%%
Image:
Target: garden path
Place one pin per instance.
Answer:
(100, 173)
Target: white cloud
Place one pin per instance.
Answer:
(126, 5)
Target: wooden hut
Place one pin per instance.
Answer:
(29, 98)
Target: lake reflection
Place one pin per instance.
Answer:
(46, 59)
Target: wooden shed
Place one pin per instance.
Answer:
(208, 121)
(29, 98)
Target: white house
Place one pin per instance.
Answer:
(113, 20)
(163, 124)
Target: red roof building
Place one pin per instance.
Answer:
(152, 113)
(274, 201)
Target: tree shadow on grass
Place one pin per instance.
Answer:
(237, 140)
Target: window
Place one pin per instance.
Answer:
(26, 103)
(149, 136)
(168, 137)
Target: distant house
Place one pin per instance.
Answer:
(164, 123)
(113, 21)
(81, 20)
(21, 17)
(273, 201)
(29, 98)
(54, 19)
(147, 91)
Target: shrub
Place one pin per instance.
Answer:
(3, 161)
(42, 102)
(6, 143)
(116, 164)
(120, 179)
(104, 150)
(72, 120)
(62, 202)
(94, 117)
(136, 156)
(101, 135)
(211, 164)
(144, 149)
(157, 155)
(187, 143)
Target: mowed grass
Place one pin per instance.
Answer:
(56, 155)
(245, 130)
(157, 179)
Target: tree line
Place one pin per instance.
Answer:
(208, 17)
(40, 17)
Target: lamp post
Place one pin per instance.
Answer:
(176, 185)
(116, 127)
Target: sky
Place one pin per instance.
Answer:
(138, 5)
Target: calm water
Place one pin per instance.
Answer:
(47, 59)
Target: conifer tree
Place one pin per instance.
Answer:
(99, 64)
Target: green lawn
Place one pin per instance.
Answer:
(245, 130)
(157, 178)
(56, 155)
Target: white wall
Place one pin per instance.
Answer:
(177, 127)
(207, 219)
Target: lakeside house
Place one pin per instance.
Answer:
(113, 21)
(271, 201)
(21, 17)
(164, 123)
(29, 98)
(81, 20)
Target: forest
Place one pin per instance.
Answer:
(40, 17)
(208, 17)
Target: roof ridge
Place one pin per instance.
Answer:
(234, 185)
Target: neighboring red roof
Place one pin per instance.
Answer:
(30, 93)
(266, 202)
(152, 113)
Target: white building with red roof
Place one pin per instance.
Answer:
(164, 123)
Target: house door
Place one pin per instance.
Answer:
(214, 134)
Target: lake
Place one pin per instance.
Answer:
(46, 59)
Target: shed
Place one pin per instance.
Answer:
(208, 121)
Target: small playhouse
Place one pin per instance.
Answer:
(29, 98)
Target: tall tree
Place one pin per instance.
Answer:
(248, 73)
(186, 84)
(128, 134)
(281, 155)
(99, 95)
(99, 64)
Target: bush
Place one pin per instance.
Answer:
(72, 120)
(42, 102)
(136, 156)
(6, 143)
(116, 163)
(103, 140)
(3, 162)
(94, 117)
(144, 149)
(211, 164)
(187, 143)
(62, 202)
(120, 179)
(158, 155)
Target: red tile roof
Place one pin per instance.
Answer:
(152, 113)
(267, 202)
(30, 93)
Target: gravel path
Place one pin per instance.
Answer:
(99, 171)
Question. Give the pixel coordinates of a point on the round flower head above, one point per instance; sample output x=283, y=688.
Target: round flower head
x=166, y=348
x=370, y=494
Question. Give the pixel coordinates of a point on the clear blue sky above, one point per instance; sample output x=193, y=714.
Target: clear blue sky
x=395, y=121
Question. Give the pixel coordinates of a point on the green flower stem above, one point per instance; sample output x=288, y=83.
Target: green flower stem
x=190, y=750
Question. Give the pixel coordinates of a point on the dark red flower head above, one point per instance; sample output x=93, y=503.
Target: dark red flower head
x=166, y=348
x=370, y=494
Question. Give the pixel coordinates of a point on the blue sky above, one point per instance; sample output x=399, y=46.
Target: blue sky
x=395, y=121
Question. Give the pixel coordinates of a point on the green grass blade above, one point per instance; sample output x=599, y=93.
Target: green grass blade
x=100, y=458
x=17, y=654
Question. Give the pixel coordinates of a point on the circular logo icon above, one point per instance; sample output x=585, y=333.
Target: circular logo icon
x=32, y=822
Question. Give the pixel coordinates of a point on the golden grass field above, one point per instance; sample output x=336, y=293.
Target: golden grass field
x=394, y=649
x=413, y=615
%%
ABOUT THIS EXERCISE
Look through the listing and extract every line with "path" in it.

WRITTEN ANSWER
Target: garden path
Target: gravel path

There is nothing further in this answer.